TEXT FOR ANALYSIS:
..............................

If nothing else, a private investigator who has learned his trade from the works of Simenon stands out from the crowd. Cayetano Brulé, the hero of The Neruda Case, sets himself a course of Maigret novels on the advice of his first client, Pablo Neruda. ‘If poetry transports us to the heavens,’ the aged poet remarks, ‘crime novels plunge you into life the way it really is.’
Brulé, a Cuban exile in Chile, has now appeared in six detective novels by Roberto Ampuero, a Chilean professor of creative writing at the University of Iowa. The Neruda Case is the most recent; it is also the first in the fictional chronology of the series and the first to be translated into English.
The novel is set in 1973, when Brulé was a young man unhappily married to a fashionably socialist socialite, though the narrative is topped and tailed with chapters showing him looking back on the start of his career from the vantage point of middle age. He becomes a private investigator by accident, and at Neruda’s instigation. The old man, laden with honours and riddled with guilt, is dying of cancer; he wants Brulé to trace a Cuban oncologist. Money is no object. Without unseemly haste, Brulé pursues his investigation in Mexico, Cuba, East Germany and Bolivia. Glamorous women and secret policemen dog his steps.

..............................

Can you resume the piece on Roberto Ampuero's novel The Neruda Case, continuing after its last sentence?

..............................

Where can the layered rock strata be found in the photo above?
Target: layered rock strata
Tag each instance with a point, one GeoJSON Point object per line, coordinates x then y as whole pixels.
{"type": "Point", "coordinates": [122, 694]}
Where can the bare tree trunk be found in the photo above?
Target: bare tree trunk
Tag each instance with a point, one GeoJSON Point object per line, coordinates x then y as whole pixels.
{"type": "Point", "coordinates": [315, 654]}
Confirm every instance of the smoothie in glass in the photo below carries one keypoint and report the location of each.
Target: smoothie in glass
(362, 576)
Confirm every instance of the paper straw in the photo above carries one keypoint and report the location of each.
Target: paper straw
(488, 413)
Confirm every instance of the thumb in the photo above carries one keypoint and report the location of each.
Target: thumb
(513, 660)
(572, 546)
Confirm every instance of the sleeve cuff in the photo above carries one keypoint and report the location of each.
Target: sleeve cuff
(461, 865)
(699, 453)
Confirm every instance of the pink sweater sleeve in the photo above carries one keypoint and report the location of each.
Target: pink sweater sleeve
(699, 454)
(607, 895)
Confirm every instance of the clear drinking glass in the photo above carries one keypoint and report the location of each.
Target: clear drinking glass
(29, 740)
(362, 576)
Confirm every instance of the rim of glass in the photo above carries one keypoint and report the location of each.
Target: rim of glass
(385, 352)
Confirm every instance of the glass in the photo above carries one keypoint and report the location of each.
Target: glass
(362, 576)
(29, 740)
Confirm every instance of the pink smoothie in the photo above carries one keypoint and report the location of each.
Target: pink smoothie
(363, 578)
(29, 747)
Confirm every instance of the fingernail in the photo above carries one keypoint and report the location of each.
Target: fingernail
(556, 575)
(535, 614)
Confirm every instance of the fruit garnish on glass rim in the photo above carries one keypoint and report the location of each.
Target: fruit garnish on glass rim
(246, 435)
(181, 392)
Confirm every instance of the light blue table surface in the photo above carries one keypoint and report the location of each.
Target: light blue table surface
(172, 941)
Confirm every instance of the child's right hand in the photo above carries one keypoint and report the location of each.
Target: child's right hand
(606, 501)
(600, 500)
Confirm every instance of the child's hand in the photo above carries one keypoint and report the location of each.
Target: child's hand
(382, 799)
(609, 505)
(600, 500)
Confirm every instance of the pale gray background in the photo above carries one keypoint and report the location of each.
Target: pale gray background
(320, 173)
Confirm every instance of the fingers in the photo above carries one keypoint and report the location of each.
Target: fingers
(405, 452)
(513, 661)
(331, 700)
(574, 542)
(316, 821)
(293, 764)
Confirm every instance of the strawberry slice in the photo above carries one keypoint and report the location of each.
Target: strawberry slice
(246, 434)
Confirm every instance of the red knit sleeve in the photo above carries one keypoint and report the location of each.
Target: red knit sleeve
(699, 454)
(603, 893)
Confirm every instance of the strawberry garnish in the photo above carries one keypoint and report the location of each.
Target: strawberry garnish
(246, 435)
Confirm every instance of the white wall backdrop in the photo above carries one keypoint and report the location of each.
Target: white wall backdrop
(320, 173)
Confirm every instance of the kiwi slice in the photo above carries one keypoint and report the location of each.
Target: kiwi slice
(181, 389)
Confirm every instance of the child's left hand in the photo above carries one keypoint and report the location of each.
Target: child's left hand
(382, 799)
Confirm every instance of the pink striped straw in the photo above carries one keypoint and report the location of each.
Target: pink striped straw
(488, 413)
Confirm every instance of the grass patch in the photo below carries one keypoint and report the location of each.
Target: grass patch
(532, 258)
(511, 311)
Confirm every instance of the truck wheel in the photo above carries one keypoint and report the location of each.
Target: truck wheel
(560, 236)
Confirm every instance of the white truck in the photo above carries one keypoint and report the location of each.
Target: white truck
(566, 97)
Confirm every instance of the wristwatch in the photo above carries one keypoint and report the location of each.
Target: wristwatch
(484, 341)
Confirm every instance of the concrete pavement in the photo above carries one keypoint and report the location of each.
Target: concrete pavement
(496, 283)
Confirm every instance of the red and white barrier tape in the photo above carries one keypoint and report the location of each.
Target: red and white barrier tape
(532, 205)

..............................

ANSWER SPACE:
While searching for the doctor, Brulé digs deep into his client’s past. Ampuero makes clear in an author’s note that the novel is primarily designed to explore Neruda’s elusive personality, the ‘grandeur and the meanness’, and the women he loved and betrayed. But Neruda is more than a poet: he has political significance. This leads to the second item on Ampuero’s agenda, which is Chile itself, ‘the beleaguered Titanic of the Pacific’, with Allende at the helm. As Neruda is dying, the country lurches into chaos, culminating with the right-wing military coup and the rise of the Pinochet dictatorship.
On the evidence of The Neruda Case, Brulé is not the sort of detective you would hire for an investigation that was at all urgent. There’s always time for another cup of coffee or a lengthy meditation on something or indeed for both. The narrative soon acquires a dreamlike quality, slipping from place to place and from time to time. The prose saunters along, following serpentine sentences to uncertain destinations. There are touches of elephantine humour and all-too-brief quotations from Neruda’s poetry.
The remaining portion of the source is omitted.